## DIRECTIONS
Your answer should hold each line of the material that contains the word "tree".

## EXTRACTED INFORMATION
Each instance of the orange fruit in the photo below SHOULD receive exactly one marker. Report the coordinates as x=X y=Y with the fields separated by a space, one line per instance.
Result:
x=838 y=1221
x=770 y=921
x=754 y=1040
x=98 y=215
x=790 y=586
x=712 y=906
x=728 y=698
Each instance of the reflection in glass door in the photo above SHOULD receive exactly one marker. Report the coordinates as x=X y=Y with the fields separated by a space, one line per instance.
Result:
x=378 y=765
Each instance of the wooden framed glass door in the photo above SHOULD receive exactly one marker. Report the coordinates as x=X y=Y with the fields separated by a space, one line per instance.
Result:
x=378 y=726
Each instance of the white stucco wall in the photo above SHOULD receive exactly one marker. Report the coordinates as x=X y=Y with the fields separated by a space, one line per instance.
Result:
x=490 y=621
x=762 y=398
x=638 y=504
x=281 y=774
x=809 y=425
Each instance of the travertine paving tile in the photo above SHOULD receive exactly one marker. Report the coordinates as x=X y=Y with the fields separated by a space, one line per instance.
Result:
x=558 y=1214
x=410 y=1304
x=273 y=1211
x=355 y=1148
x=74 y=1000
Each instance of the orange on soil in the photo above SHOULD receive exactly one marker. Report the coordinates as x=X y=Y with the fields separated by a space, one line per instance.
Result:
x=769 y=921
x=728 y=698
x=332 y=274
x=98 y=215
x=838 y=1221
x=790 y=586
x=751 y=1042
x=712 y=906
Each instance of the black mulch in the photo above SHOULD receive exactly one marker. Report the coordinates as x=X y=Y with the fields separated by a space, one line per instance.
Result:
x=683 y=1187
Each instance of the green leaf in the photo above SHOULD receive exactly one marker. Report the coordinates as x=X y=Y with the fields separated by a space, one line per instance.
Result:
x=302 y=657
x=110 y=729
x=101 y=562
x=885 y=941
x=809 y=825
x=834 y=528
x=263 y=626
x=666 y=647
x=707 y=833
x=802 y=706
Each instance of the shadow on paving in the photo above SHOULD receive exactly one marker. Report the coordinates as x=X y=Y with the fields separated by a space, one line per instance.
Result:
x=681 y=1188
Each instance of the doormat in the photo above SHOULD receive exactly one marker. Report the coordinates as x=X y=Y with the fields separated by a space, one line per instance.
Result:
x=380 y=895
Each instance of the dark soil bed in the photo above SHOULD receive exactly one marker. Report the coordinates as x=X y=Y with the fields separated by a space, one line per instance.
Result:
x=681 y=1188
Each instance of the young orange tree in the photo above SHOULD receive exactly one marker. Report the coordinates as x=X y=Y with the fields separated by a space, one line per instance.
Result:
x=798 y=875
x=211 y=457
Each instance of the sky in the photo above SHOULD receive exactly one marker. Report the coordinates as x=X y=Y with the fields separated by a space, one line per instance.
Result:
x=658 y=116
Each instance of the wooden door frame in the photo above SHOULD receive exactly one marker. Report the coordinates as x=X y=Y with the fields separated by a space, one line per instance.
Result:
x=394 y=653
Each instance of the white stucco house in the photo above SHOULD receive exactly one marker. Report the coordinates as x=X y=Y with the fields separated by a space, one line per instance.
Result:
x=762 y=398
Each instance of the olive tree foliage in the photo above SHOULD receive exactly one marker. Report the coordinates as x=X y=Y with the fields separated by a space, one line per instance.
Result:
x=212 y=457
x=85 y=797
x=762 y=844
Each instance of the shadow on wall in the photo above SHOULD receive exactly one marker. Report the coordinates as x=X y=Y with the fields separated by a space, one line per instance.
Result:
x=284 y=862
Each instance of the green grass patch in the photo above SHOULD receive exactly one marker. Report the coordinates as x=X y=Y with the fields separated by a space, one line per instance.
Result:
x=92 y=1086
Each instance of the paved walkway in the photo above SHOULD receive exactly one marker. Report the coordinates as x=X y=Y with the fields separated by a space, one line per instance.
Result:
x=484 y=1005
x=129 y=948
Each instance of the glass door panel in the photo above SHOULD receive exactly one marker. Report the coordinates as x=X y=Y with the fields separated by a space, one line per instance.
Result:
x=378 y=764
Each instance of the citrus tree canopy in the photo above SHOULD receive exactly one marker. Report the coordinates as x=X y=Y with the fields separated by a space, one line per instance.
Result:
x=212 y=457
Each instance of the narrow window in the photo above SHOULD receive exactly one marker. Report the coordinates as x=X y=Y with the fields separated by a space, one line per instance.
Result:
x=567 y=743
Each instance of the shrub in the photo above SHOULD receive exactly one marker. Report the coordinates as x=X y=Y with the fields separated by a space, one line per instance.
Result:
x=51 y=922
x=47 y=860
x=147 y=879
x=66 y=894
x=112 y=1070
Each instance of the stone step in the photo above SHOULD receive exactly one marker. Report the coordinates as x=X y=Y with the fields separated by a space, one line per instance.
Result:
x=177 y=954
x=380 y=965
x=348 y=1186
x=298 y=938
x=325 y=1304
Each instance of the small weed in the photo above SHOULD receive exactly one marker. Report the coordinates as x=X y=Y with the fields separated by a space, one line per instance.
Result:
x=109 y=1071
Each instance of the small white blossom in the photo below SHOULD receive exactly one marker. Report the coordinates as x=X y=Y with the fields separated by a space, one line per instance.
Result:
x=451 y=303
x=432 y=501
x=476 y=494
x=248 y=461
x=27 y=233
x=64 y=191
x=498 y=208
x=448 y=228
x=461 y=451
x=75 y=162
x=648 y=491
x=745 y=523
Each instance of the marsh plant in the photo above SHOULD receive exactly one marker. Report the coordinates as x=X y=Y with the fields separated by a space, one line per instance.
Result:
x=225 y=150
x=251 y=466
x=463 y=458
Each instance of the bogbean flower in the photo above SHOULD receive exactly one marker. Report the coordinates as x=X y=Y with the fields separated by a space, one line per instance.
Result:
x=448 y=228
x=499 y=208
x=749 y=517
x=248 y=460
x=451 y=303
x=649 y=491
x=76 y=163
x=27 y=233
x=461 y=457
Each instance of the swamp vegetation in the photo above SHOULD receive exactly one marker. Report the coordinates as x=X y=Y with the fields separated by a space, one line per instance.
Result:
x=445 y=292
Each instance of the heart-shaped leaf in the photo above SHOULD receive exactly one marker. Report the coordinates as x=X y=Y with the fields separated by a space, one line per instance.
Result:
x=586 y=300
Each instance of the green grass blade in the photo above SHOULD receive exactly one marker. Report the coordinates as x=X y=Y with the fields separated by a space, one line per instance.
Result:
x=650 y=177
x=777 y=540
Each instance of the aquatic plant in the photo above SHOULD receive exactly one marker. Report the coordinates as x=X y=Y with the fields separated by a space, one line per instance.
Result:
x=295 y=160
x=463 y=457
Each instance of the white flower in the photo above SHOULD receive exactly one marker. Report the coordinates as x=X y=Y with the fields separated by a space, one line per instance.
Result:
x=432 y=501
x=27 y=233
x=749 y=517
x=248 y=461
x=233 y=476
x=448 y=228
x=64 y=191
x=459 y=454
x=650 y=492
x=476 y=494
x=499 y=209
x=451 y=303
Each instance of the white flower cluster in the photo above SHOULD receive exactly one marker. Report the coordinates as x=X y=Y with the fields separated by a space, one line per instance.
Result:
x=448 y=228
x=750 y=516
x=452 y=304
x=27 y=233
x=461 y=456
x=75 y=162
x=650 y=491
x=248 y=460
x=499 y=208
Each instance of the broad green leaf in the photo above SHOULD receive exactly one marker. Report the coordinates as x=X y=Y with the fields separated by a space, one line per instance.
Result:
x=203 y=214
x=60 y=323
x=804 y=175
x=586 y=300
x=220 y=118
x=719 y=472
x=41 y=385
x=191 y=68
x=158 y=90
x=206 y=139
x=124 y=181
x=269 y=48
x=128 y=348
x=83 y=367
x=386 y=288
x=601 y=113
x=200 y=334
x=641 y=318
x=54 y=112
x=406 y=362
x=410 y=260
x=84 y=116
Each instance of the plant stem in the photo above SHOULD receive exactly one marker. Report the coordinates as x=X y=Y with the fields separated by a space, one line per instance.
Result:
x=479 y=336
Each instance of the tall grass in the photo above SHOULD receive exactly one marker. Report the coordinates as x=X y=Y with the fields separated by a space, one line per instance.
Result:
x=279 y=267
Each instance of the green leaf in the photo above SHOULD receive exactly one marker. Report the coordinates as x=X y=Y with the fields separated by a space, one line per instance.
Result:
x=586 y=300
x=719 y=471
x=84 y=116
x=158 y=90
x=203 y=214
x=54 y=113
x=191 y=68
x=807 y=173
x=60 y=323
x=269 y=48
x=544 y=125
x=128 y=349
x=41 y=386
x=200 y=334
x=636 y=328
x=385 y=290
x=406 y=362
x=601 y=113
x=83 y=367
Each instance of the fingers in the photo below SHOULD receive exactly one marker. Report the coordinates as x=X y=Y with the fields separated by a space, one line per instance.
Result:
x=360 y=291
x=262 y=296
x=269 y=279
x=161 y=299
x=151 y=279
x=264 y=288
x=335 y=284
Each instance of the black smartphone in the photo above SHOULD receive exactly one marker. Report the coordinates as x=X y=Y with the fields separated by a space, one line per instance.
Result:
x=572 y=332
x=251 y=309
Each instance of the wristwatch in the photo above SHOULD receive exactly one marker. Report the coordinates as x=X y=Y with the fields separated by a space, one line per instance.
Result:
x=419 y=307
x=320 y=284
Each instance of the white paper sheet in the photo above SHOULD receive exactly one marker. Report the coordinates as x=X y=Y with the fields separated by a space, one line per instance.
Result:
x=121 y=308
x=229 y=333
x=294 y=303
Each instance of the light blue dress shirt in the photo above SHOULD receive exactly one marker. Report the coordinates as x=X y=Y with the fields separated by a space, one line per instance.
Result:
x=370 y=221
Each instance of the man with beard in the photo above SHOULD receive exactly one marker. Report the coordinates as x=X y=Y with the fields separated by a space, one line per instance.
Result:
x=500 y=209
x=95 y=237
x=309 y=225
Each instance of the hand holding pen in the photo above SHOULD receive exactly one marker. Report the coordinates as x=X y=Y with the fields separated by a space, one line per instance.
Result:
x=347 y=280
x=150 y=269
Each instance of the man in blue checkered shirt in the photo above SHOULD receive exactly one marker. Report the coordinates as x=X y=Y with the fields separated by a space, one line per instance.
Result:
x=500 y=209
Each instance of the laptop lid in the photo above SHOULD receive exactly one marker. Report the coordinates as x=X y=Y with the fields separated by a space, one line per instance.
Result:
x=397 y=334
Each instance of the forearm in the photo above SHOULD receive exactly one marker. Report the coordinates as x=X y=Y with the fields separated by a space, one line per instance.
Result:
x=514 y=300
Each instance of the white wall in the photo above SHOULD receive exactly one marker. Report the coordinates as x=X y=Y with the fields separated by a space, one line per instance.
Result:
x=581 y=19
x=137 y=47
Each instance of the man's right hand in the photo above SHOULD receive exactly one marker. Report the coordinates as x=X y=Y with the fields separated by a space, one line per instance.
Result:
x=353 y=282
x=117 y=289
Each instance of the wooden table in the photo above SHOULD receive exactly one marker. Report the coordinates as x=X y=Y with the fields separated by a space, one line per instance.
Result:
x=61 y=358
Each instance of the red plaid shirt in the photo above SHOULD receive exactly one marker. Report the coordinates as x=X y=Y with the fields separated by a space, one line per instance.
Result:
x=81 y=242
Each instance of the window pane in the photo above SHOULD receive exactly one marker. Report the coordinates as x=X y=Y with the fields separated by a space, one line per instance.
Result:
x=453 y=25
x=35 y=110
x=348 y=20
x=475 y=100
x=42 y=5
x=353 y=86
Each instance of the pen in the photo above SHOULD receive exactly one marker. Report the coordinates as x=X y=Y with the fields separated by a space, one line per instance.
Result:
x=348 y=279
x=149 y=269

## RESPONSE BELOW
Each instance of the young orange tree in the photo above SHOULD receive exactly one marker. Report the coordinates as x=X y=Y with the fields separated by a space, one line per instance.
Each instance of the olive tree foliage in the photo above SHOULD receive exactly one marker. Report the coordinates as x=X y=Y with the fields separated by a space, one line per instance.
Each instance of the citrus tree canopy in the photo above SHOULD receive exactly one marker. Report the coordinates as x=X y=Y with the fields separated by a space, one line per instance.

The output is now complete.